Items listed in a dataset
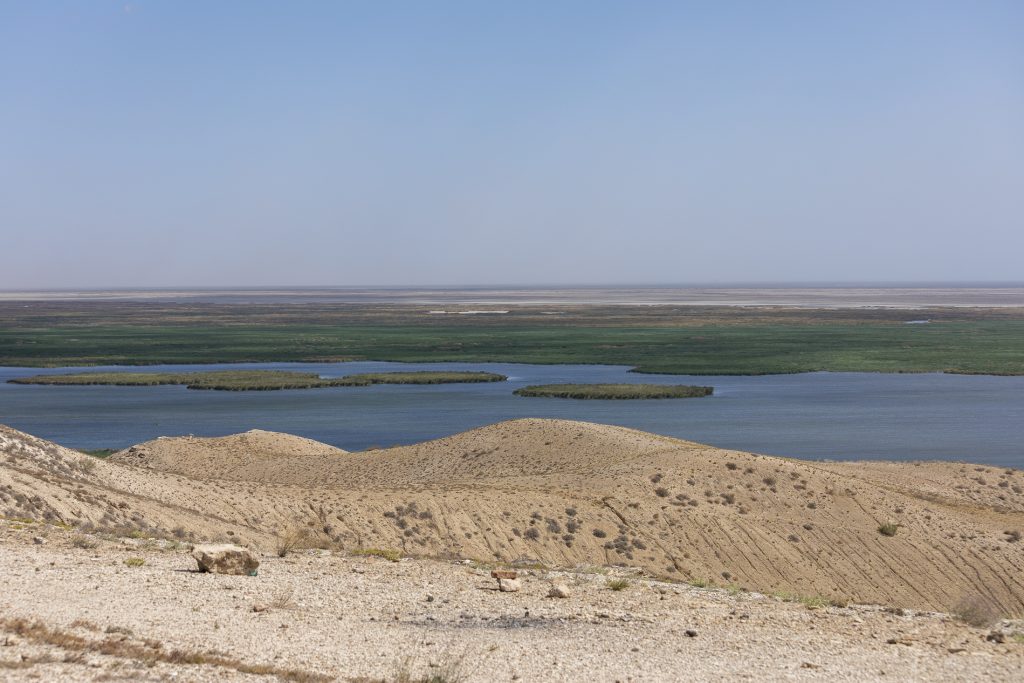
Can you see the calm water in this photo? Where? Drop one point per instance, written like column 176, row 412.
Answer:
column 841, row 416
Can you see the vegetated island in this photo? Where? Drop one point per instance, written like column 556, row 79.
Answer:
column 614, row 391
column 256, row 380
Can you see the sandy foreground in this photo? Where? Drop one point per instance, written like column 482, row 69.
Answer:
column 78, row 613
column 97, row 581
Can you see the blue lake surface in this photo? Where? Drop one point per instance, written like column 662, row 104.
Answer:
column 832, row 416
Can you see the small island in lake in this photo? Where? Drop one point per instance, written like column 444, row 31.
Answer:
column 614, row 391
column 256, row 380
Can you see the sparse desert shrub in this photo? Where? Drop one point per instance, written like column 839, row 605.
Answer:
column 977, row 610
column 390, row 555
column 85, row 543
column 283, row 599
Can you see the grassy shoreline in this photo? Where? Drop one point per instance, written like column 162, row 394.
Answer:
column 254, row 380
column 664, row 340
column 614, row 391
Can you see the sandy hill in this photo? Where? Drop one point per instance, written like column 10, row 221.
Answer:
column 253, row 456
column 566, row 494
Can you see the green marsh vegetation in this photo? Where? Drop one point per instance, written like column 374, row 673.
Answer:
column 255, row 380
column 428, row 377
column 689, row 340
column 614, row 391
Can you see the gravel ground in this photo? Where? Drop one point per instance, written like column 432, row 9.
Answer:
column 367, row 619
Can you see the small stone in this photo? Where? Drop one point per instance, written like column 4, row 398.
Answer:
column 508, row 585
column 226, row 558
column 559, row 591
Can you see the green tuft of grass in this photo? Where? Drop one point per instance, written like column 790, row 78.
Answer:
column 889, row 528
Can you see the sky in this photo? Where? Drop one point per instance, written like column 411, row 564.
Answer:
column 225, row 143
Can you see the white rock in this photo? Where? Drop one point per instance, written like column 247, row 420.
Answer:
column 509, row 585
column 559, row 591
column 226, row 558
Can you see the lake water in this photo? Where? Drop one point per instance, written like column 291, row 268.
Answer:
column 837, row 416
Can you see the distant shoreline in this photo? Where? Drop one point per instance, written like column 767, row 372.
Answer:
column 836, row 296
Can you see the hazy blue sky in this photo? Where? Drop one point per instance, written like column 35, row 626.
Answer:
column 209, row 143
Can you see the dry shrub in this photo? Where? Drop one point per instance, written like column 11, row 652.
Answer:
column 292, row 539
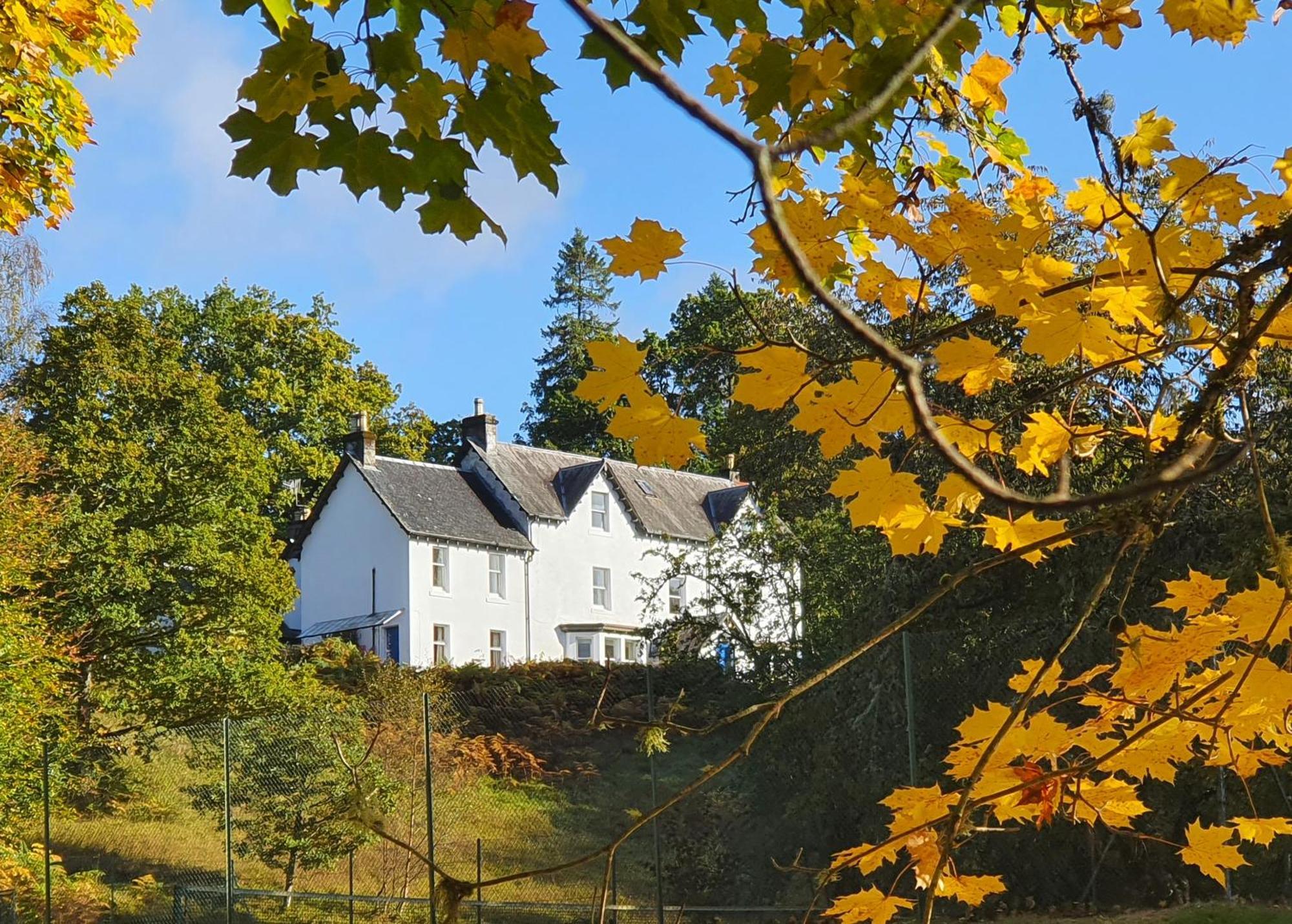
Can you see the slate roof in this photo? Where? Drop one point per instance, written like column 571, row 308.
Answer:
column 680, row 505
column 352, row 622
column 441, row 502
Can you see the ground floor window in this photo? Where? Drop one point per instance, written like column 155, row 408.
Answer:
column 440, row 646
column 497, row 648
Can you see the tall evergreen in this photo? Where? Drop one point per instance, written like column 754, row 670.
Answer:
column 583, row 298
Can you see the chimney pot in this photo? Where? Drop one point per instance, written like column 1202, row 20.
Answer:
column 481, row 429
column 361, row 443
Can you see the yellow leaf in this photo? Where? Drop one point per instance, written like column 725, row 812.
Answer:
column 1284, row 167
column 1107, row 21
column 972, row 438
column 1023, row 681
column 874, row 493
column 983, row 83
column 1258, row 610
column 871, row 905
column 820, row 234
column 918, row 529
column 961, row 495
column 1152, row 133
column 1211, row 852
column 777, row 375
column 660, row 436
column 1222, row 21
column 855, row 409
column 1262, row 832
column 501, row 36
column 1092, row 200
column 975, row 362
column 1047, row 439
column 878, row 283
column 1026, row 529
column 645, row 249
column 1194, row 595
column 868, row 859
column 1113, row 801
column 616, row 373
column 971, row 890
column 1162, row 430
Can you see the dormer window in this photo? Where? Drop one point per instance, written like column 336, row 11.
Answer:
column 601, row 511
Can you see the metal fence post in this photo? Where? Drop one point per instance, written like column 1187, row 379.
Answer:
column 229, row 830
column 431, row 805
column 45, row 797
column 910, row 708
column 654, row 823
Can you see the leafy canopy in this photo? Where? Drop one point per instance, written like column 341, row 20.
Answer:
column 1129, row 311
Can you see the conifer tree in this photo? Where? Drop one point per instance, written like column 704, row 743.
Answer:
column 583, row 298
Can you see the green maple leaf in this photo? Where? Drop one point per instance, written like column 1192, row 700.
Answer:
column 452, row 208
column 511, row 115
column 366, row 161
column 618, row 71
column 435, row 161
column 272, row 146
column 669, row 22
column 423, row 105
column 395, row 58
column 728, row 15
column 285, row 79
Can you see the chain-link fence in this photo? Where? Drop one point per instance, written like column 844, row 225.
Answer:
column 528, row 776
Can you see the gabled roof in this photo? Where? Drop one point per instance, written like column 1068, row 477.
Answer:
column 665, row 502
column 441, row 502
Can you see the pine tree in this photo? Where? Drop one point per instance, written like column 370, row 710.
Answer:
column 581, row 280
column 582, row 296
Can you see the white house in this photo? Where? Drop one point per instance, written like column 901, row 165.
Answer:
column 514, row 554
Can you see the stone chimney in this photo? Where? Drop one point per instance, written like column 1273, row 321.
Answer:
column 480, row 427
column 300, row 515
column 361, row 443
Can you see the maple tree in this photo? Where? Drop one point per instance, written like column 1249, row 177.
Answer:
column 1127, row 311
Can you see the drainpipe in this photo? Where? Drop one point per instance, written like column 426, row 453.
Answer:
column 529, row 653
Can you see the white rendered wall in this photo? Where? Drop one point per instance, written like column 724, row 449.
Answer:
column 467, row 607
column 353, row 535
column 563, row 572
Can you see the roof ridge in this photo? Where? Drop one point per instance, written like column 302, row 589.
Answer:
column 675, row 471
column 428, row 465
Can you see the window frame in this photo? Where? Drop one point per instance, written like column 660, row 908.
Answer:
column 604, row 590
column 440, row 651
column 501, row 573
column 678, row 595
column 604, row 513
column 443, row 549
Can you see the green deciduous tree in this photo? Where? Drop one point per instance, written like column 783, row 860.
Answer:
column 33, row 656
column 171, row 585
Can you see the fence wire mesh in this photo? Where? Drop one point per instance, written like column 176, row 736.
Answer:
column 324, row 816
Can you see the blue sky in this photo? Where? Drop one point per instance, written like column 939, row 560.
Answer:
column 450, row 322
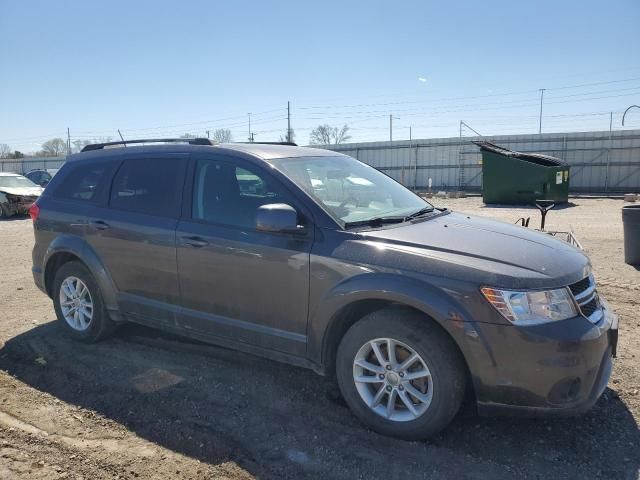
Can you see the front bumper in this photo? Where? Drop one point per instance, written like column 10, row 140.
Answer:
column 556, row 368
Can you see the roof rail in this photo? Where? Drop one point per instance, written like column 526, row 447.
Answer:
column 190, row 141
column 291, row 144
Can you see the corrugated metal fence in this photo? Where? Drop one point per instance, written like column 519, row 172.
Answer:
column 600, row 161
column 25, row 165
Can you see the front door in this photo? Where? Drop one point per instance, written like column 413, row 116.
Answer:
column 237, row 282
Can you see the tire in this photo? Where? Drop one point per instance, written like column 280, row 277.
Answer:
column 99, row 325
column 441, row 392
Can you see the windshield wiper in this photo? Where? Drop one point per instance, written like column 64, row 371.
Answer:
column 374, row 222
column 419, row 213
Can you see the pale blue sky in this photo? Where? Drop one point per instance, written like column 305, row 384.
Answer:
column 158, row 68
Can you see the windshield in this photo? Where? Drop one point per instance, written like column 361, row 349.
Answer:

• **TASK TO COMPLETE**:
Can you output every line of the records above as a Markdown table with a "No." column for the row number and a "Line" column for the line itself? Skip blank lines, and leave the pictures out.

• **OUTPUT FOR THIS TASK**:
| No. | Line |
|---|---|
| 1 | Can you see the calm water in this photo? Where? Drop one point per instance, written like column 176, row 412. |
| 2 | Answer: |
| 3 | column 841, row 416 |
| 4 | Can you see the vegetated island in this photo? Where? Drop one point per instance, written like column 556, row 79. |
| 5 | Answer: |
| 6 | column 614, row 391 |
| 7 | column 256, row 380 |
| 8 | Can you see the sandy foreground in this photo? Where? Drop one point per instance, written like column 482, row 69. |
| 9 | Answer: |
| 10 | column 78, row 613 |
| 11 | column 97, row 581 |
| 12 | Can you see the blue lake surface in this photo? Where? Drop one point per instance, written like column 662, row 104. |
| 13 | Answer: |
| 14 | column 832, row 416 |
| 15 | Can you see the small island in lake in this photo? Where? Drop one point per instance, written like column 444, row 31. |
| 16 | Answer: |
| 17 | column 614, row 391 |
| 18 | column 256, row 380 |
| 19 | Can you see the sparse desert shrub in this photo? Where? Drop one point per instance, written like column 839, row 605. |
| 20 | Answer: |
| 21 | column 977, row 610 |
| 22 | column 390, row 555 |
| 23 | column 85, row 543 |
| 24 | column 283, row 599 |
| 25 | Can you see the grassy shoreline in this photo? Where? Drop one point per instance, written like column 162, row 394. |
| 26 | Answer: |
| 27 | column 254, row 380 |
| 28 | column 664, row 340 |
| 29 | column 614, row 391 |
| 30 | Can you see the sandy hill in this photo? Where? Drop one point per instance, written like column 10, row 221. |
| 31 | Answer: |
| 32 | column 253, row 456 |
| 33 | column 566, row 494 |
| 34 | Can you see the green marsh vegetation in this photo? Where? Drop one point per instance, written like column 374, row 673. |
| 35 | Answer: |
| 36 | column 255, row 380 |
| 37 | column 428, row 377 |
| 38 | column 689, row 340 |
| 39 | column 614, row 391 |
| 40 | Can you see the gravel ground in this photo? Where? Drop one point per instance, written like column 432, row 9. |
| 41 | Answer: |
| 42 | column 367, row 619 |
| 43 | Can you see the small stone in this photo? Where? Drop one point per instance, written like column 4, row 398. |
| 44 | Answer: |
| 45 | column 508, row 585 |
| 46 | column 226, row 558 |
| 47 | column 559, row 591 |
| 48 | Can you see the green tuft of grass in this photo? Where? Drop one point per instance, written like column 790, row 78. |
| 49 | Answer: |
| 50 | column 889, row 528 |
| 51 | Can you see the sky in this photo? Where? Drop one point per instance, written like column 411, row 564. |
| 52 | Answer: |
| 53 | column 225, row 143 |
| 54 | Can you see the white rock in this photo? Where? Drop one point per instance, written like column 247, row 420. |
| 55 | Answer: |
| 56 | column 509, row 585 |
| 57 | column 559, row 591 |
| 58 | column 226, row 558 |
| 59 | Can you see the lake water in this photo? Where? Drop one point per instance, written like column 291, row 268. |
| 60 | Answer: |
| 61 | column 837, row 416 |
| 62 | Can you see the distant shoreline in this photo? Where? Drop one point per instance, written like column 767, row 372. |
| 63 | Answer: |
| 64 | column 836, row 296 |
| 65 | Can you see the hazy blue sky in this photo? Where? Drop one point per instance, written like column 35, row 626. |
| 66 | Answer: |
| 67 | column 209, row 143 |
| 68 | Can you see the dry shrub in this photo? Where? Drop one point per instance, written like column 11, row 652. |
| 69 | Answer: |
| 70 | column 292, row 539 |
| 71 | Can you see the slate roof in this photo? Where? Drop one point per instance, written like column 571, row 308. |
| 72 | Answer: |
| 73 | column 680, row 505 |
| 74 | column 352, row 622 |
| 75 | column 441, row 502 |
| 76 | Can you see the ground floor window in this photo? Where? Drop one point per instance, written like column 155, row 408. |
| 77 | Answer: |
| 78 | column 440, row 646 |
| 79 | column 497, row 648 |
| 80 | Can you see the tall evergreen in this photo? Where? Drop one point per instance, written like column 754, row 670. |
| 81 | Answer: |
| 82 | column 583, row 298 |
| 83 | Can you see the chimney pot in this photo? Where? Drop one point per instance, written like column 1202, row 20. |
| 84 | Answer: |
| 85 | column 481, row 429 |
| 86 | column 361, row 443 |
| 87 | Can you see the yellow leaf in this photo? Where? Drop one point per instance, written like column 725, row 812. |
| 88 | Answer: |
| 89 | column 1284, row 167 |
| 90 | column 1107, row 21 |
| 91 | column 972, row 438 |
| 92 | column 1023, row 681 |
| 93 | column 874, row 493 |
| 94 | column 983, row 83 |
| 95 | column 1258, row 610 |
| 96 | column 871, row 905 |
| 97 | column 820, row 234 |
| 98 | column 918, row 529 |
| 99 | column 961, row 495 |
| 100 | column 1152, row 133 |
| 101 | column 1211, row 852 |
| 102 | column 777, row 375 |
| 103 | column 660, row 436 |
| 104 | column 1222, row 21 |
| 105 | column 855, row 409 |
| 106 | column 1262, row 832 |
| 107 | column 501, row 36 |
| 108 | column 1092, row 200 |
| 109 | column 975, row 362 |
| 110 | column 1047, row 439 |
| 111 | column 878, row 283 |
| 112 | column 1026, row 529 |
| 113 | column 645, row 249 |
| 114 | column 1194, row 595 |
| 115 | column 868, row 859 |
| 116 | column 1113, row 801 |
| 117 | column 616, row 373 |
| 118 | column 971, row 890 |
| 119 | column 1162, row 430 |
| 120 | Can you see the dormer window in this photo? Where? Drop one point per instance, written like column 336, row 11. |
| 121 | Answer: |
| 122 | column 601, row 511 |
| 123 | Can you see the metal fence post in this photo? Where? Drop one point per instance, written like column 1187, row 379. |
| 124 | Answer: |
| 125 | column 229, row 830 |
| 126 | column 431, row 805 |
| 127 | column 45, row 797 |
| 128 | column 910, row 708 |
| 129 | column 654, row 823 |
| 130 | Can you see the leafy canopy in this photo? Where? Drop one point per instance, written like column 341, row 20. |
| 131 | Answer: |
| 132 | column 1129, row 311 |
| 133 | Can you see the conifer tree in this photo? Where? Drop one point per instance, written like column 704, row 743. |
| 134 | Answer: |
| 135 | column 583, row 298 |
| 136 | Can you see the green maple leaf in this photo? Where? Drop one point per instance, written like column 1192, row 700. |
| 137 | Answer: |
| 138 | column 452, row 208 |
| 139 | column 511, row 115 |
| 140 | column 366, row 161 |
| 141 | column 618, row 71 |
| 142 | column 435, row 161 |
| 143 | column 272, row 146 |
| 144 | column 669, row 22 |
| 145 | column 423, row 105 |
| 146 | column 395, row 58 |
| 147 | column 728, row 15 |
| 148 | column 285, row 79 |
| 149 | Can you see the chain-link fence in this photo? Where? Drop one point per instance, written like column 844, row 225. |
| 150 | Answer: |
| 151 | column 528, row 776 |
| 152 | Can you see the gabled roof in this photo? Where? Drop one point per instance, written like column 1068, row 477. |
| 153 | Answer: |
| 154 | column 665, row 502 |
| 155 | column 441, row 502 |
| 156 | Can you see the pine tree in this photo? Where? Drop one point per instance, written like column 370, row 710. |
| 157 | Answer: |
| 158 | column 581, row 280 |
| 159 | column 582, row 296 |
| 160 | Can you see the white house in this photo? Where? Drop one point per instance, written like column 901, row 165. |
| 161 | Answer: |
| 162 | column 514, row 554 |
| 163 | Can you see the stone chimney in this photo? Where? Drop one point per instance, written like column 1273, row 321. |
| 164 | Answer: |
| 165 | column 480, row 427 |
| 166 | column 300, row 515 |
| 167 | column 361, row 443 |
| 168 | Can you see the maple tree in this photo? Where? Drop one point per instance, written like column 1249, row 177. |
| 169 | Answer: |
| 170 | column 1127, row 311 |
| 171 | Can you see the drainpipe in this photo? Where? Drop one point per instance, written like column 426, row 453. |
| 172 | Answer: |
| 173 | column 529, row 653 |
| 174 | Can you see the white rendered wall in this photo? Where? Drop one point per instance, written like column 724, row 449. |
| 175 | Answer: |
| 176 | column 467, row 607 |
| 177 | column 353, row 535 |
| 178 | column 563, row 572 |
| 179 | Can you see the roof ridge in this photo? Where? Drop one point per instance, written like column 302, row 589. |
| 180 | Answer: |
| 181 | column 675, row 471 |
| 182 | column 428, row 465 |
| 183 | Can you see the window frame in this photo? Where? Drop one point per instance, written like column 660, row 908. |
| 184 | Answer: |
| 185 | column 604, row 590 |
| 186 | column 440, row 651 |
| 187 | column 501, row 573 |
| 188 | column 678, row 595 |
| 189 | column 604, row 513 |
| 190 | column 443, row 549 |
| 191 | Can you see the green deciduous tree in this photo? Where? Drop one point per instance, written like column 783, row 860. |
| 192 | Answer: |
| 193 | column 33, row 656 |
| 194 | column 171, row 585 |
| 195 | Can you see the fence wire mesh in this photo? Where? Drop one point per instance, written like column 176, row 736. |
| 196 | Answer: |
| 197 | column 324, row 816 |
| 198 | Can you see the blue sky in this photo? Where? Drop one point per instance, written like column 939, row 560. |
| 199 | Answer: |
| 200 | column 450, row 322 |
| 201 | Can you see the front bumper in this photo? Where? Drop one point per instance, written like column 10, row 140. |
| 202 | Answer: |
| 203 | column 556, row 368 |
| 204 | Can you see the roof rail in this photo? Where? Drop one point per instance, written like column 526, row 447. |
| 205 | Answer: |
| 206 | column 190, row 141 |
| 207 | column 291, row 144 |
| 208 | Can you see the corrugated metal fence in this photo? Where? Drop one point per instance, written like column 519, row 172. |
| 209 | Answer: |
| 210 | column 600, row 161 |
| 211 | column 25, row 165 |
| 212 | Can you see the front door in this photo? Where? Drop one point per instance, written like column 413, row 116. |
| 213 | Answer: |
| 214 | column 237, row 282 |
| 215 | Can you see the tire in this photo? Where? Drop one point per instance, written like column 280, row 277. |
| 216 | Answer: |
| 217 | column 99, row 325 |
| 218 | column 441, row 392 |
| 219 | Can you see the windshield wiper in this photo? Where? Drop one point per instance, written like column 64, row 371. |
| 220 | Answer: |
| 221 | column 374, row 222 |
| 222 | column 419, row 213 |
| 223 | Can you see the pale blue sky in this photo? Where? Drop one point per instance, written like column 305, row 384. |
| 224 | Answer: |
| 225 | column 158, row 68 |
| 226 | Can you see the windshield in this photo? Where? Drop one point per instance, written like column 361, row 349. |
| 227 | Answer: |